Rewrite all the text in the data below, reducing each pixel coordinate in the answers by 115 and changing nothing else. Leave the pictures out.
-------------------------
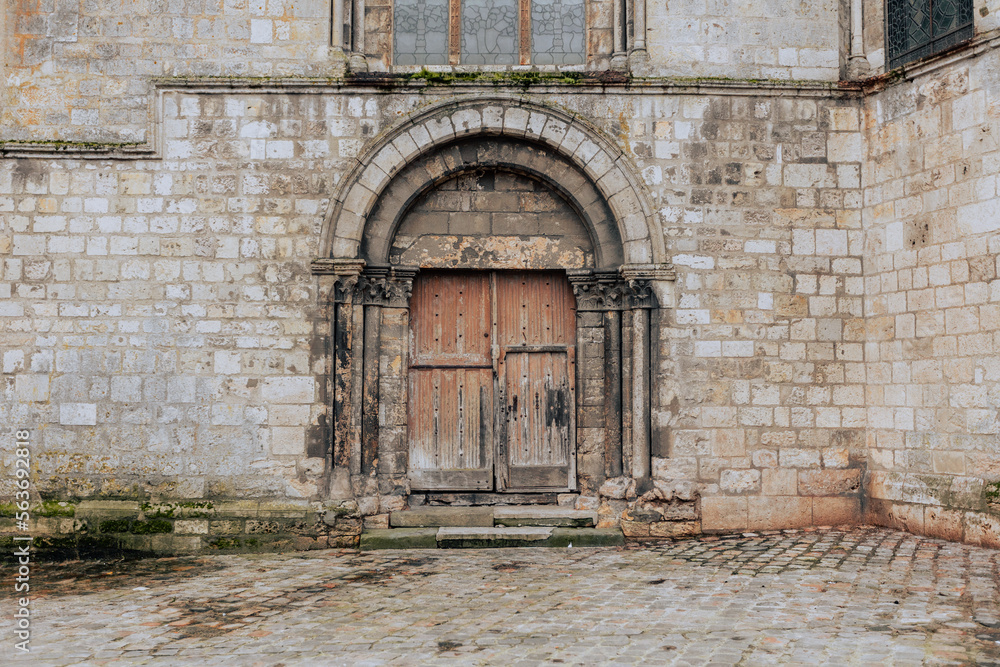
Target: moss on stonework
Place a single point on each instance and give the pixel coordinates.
(992, 492)
(193, 510)
(136, 527)
(59, 144)
(51, 508)
(224, 543)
-------------------------
Response to this exercise:
Target: moss on stonework
Place a single point on each instance and give the pixel coordinates.
(877, 377)
(78, 395)
(21, 412)
(-56, 29)
(-64, 393)
(109, 428)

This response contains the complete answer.